▶ Your goal
What you return must be every line below that includes the word "weathered".

-- Provided data follows --

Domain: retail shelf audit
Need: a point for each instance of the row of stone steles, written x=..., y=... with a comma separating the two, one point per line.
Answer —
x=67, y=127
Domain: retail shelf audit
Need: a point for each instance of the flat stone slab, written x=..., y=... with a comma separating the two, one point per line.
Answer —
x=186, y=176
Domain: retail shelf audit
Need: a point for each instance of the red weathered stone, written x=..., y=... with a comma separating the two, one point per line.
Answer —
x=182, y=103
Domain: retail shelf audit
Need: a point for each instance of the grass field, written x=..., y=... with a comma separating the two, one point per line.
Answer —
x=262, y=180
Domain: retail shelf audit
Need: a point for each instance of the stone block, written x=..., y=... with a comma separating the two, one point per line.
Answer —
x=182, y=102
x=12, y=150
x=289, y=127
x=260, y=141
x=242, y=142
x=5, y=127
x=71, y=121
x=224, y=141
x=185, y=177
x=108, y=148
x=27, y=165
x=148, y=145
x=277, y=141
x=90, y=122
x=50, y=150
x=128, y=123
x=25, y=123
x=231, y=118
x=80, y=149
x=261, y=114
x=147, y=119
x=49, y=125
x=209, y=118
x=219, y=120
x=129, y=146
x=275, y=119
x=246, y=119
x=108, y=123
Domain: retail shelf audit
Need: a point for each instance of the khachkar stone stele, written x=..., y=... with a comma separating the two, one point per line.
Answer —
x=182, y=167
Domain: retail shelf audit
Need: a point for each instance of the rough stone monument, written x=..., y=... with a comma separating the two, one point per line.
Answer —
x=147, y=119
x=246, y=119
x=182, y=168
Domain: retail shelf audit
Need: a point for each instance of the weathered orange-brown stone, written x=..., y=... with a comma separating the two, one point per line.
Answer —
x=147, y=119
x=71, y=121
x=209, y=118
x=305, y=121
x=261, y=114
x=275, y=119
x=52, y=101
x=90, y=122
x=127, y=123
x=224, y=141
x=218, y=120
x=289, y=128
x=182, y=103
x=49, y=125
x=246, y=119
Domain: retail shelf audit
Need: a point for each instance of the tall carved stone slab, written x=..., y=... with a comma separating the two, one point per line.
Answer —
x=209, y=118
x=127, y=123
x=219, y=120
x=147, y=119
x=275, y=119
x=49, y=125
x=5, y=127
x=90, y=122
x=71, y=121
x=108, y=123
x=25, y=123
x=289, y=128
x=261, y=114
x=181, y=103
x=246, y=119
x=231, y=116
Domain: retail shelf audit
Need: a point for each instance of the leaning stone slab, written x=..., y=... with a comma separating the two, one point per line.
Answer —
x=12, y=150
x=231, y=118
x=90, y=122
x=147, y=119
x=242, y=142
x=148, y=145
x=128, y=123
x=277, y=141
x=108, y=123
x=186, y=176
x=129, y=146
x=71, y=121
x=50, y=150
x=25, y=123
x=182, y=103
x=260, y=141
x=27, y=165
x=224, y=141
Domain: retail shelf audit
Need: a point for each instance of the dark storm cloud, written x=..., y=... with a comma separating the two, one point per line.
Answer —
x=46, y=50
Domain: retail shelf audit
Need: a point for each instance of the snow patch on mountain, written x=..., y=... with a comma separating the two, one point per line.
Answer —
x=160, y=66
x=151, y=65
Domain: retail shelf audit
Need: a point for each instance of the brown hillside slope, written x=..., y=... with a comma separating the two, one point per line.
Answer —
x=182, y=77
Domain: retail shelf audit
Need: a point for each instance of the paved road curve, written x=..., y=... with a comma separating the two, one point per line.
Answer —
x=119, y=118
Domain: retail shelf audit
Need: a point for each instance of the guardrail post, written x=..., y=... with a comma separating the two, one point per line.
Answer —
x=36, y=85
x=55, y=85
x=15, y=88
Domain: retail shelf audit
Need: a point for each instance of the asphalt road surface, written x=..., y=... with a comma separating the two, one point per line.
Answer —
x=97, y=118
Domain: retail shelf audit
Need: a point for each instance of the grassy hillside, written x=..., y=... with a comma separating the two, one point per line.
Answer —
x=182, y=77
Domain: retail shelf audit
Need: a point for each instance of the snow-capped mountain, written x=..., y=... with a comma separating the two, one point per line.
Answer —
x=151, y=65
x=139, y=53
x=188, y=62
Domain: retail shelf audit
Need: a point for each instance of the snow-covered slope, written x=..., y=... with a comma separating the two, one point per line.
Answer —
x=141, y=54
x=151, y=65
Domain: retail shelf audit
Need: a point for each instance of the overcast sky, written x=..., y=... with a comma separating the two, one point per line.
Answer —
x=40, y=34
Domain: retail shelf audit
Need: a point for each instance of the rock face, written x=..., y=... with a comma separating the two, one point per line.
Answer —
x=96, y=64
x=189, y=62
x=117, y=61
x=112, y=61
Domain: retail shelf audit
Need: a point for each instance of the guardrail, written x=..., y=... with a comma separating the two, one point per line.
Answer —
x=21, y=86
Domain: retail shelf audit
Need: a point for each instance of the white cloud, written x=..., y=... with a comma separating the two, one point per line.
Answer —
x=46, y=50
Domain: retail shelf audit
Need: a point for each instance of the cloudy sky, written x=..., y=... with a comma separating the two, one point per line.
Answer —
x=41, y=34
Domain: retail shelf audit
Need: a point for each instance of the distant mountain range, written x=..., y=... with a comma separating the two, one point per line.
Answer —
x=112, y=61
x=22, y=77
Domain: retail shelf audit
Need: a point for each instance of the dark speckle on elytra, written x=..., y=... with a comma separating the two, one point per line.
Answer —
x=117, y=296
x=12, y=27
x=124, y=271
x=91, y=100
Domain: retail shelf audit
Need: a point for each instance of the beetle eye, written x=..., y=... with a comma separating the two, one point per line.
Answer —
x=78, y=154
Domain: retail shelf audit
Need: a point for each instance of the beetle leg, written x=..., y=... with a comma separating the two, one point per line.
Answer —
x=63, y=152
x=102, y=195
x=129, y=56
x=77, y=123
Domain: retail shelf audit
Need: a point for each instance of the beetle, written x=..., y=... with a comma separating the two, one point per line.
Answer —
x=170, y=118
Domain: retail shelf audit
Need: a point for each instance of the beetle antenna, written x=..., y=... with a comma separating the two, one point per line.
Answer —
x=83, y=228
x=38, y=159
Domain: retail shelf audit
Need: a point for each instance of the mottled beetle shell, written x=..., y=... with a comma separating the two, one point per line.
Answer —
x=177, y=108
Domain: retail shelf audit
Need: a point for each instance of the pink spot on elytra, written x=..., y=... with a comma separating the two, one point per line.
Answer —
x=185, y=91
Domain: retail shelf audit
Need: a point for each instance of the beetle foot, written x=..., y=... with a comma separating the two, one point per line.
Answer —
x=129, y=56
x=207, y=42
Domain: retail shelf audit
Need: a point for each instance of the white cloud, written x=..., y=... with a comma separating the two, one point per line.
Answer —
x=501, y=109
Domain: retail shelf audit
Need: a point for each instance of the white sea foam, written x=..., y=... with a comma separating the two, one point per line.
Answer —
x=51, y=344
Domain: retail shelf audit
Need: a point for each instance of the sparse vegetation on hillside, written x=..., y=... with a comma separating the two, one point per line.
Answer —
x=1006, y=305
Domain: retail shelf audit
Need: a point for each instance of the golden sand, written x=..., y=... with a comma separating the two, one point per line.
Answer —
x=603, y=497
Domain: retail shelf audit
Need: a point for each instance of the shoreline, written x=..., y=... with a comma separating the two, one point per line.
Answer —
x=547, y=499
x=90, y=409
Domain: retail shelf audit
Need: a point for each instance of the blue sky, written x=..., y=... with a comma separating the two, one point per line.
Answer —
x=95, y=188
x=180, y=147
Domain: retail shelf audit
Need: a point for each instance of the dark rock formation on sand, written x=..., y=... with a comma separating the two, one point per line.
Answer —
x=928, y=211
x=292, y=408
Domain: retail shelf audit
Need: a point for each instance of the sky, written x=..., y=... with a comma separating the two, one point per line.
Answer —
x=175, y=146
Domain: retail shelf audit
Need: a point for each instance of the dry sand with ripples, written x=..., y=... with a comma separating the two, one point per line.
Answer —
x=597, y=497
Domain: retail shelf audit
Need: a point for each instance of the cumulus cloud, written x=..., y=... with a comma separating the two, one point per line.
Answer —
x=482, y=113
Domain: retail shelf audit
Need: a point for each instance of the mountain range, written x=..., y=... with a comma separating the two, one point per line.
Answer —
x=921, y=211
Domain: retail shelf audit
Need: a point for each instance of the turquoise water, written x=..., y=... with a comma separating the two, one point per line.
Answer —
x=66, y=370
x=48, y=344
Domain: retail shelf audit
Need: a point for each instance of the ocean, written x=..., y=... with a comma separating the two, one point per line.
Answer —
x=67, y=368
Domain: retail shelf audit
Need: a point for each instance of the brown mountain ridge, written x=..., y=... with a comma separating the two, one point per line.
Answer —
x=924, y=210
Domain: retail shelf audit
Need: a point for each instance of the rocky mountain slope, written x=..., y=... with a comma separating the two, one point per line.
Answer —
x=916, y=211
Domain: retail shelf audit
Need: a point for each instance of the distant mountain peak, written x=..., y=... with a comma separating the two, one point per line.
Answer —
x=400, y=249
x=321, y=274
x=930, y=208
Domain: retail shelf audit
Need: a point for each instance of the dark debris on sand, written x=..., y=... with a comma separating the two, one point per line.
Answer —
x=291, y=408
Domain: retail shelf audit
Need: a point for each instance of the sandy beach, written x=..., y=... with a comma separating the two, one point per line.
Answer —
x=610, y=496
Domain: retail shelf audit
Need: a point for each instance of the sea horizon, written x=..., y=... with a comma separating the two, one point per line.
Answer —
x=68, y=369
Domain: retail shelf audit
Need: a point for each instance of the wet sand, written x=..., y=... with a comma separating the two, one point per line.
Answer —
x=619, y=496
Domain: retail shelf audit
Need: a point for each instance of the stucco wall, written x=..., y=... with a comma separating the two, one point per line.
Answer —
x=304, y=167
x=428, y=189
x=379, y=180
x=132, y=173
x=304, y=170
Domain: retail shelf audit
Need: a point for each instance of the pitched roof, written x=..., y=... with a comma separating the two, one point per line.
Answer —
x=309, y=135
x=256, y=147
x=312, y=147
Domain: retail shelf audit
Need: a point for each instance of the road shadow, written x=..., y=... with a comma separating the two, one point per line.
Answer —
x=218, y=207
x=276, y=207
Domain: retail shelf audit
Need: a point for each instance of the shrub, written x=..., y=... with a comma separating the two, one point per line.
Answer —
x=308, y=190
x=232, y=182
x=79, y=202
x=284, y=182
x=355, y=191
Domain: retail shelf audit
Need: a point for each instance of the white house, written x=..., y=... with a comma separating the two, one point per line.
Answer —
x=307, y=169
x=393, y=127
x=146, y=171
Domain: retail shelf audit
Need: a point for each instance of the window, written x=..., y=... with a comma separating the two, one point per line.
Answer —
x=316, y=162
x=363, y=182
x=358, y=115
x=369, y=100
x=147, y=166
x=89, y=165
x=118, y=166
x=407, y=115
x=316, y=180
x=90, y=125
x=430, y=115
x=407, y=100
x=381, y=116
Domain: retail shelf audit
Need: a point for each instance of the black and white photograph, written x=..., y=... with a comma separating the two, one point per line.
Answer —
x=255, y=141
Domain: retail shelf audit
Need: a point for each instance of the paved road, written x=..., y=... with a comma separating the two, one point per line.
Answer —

-- Provided data concluded --

▶ Written answer
Need: a point for each instance of the red weathered stone, written x=..., y=... with a comma separating the two, one point per line.
Need: a point for each instance of the weathered orange-brown stone, written x=..., y=... with a comma separating the two, one point per line.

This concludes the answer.